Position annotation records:
■ ■ ■ ■ ■

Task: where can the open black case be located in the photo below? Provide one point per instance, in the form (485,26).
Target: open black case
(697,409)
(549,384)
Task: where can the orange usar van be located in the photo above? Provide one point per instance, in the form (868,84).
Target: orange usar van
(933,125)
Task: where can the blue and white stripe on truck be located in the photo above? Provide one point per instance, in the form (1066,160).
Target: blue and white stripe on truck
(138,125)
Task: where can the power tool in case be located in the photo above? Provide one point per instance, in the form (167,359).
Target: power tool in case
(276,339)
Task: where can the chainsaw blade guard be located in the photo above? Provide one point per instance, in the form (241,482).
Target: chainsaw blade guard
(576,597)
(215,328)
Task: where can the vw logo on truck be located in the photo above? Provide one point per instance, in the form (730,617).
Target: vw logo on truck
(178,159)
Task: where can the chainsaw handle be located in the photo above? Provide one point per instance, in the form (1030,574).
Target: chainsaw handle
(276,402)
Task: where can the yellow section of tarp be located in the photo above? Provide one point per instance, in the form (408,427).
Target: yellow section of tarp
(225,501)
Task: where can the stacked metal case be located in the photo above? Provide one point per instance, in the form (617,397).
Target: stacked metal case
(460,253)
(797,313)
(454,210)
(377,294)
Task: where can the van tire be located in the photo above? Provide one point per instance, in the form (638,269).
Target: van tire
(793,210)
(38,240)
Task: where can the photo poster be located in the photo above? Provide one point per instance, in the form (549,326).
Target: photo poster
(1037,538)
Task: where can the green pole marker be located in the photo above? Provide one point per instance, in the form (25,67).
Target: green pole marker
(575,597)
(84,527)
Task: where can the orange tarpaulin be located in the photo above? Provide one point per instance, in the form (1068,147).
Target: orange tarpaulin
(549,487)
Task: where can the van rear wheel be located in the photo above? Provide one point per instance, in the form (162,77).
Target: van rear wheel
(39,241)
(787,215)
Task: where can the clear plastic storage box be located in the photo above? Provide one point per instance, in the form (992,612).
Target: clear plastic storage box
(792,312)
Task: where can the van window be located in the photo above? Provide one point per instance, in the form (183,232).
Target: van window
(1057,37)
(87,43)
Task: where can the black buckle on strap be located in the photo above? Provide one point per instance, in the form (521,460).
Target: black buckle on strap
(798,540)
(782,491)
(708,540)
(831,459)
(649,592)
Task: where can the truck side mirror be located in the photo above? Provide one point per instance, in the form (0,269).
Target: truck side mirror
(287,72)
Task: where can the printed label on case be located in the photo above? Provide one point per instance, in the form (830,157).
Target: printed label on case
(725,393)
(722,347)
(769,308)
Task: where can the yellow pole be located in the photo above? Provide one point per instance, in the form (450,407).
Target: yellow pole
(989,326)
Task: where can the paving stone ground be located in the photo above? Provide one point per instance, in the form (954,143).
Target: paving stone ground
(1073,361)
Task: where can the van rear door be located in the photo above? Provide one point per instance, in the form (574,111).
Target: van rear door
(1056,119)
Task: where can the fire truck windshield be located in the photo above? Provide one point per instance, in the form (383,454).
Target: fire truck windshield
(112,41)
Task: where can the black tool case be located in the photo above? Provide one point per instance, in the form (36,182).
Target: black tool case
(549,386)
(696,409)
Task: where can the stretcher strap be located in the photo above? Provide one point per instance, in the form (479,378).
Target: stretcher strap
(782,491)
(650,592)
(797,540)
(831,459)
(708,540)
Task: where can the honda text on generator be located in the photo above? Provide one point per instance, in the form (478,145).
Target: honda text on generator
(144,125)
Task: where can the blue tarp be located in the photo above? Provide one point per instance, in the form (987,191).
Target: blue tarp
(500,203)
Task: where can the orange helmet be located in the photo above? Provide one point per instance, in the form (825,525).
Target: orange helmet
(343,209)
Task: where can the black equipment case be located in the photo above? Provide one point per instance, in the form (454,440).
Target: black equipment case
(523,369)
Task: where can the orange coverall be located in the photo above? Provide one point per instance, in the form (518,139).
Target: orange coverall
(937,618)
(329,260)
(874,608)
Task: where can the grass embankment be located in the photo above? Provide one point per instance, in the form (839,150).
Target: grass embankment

■ ■ ■ ■ ■

The task: Rescale everything from the line containing "Task: where can the orange helmet" down to the end of the material, both ends included. Write out all of those lines again, requests included, multiplying each answer coordinate by 1.55 and rounding to whole numbers with halves rounded up, and keep the numbers in the requests and their sample forms unchanged.

The solution:
Task: where can the orange helmet be located in the photo above? Provide one point per instance, in the form (825,525).
Target: orange helmet
(532,324)
Task: where can the black equipment case be located in the photo above? Provide one point per instance, in the form (454,440).
Target: black equipment case
(811,572)
Task: where can the orange coverall be located in the photo above? Provide one point per instance, in the form (518,139).
Target: orange coverall
(1452,958)
(510,403)
(1355,942)
Task: where can the grass embankment be located in the photo above? Provide one point per instance, in the form (839,150).
Target: grass embankment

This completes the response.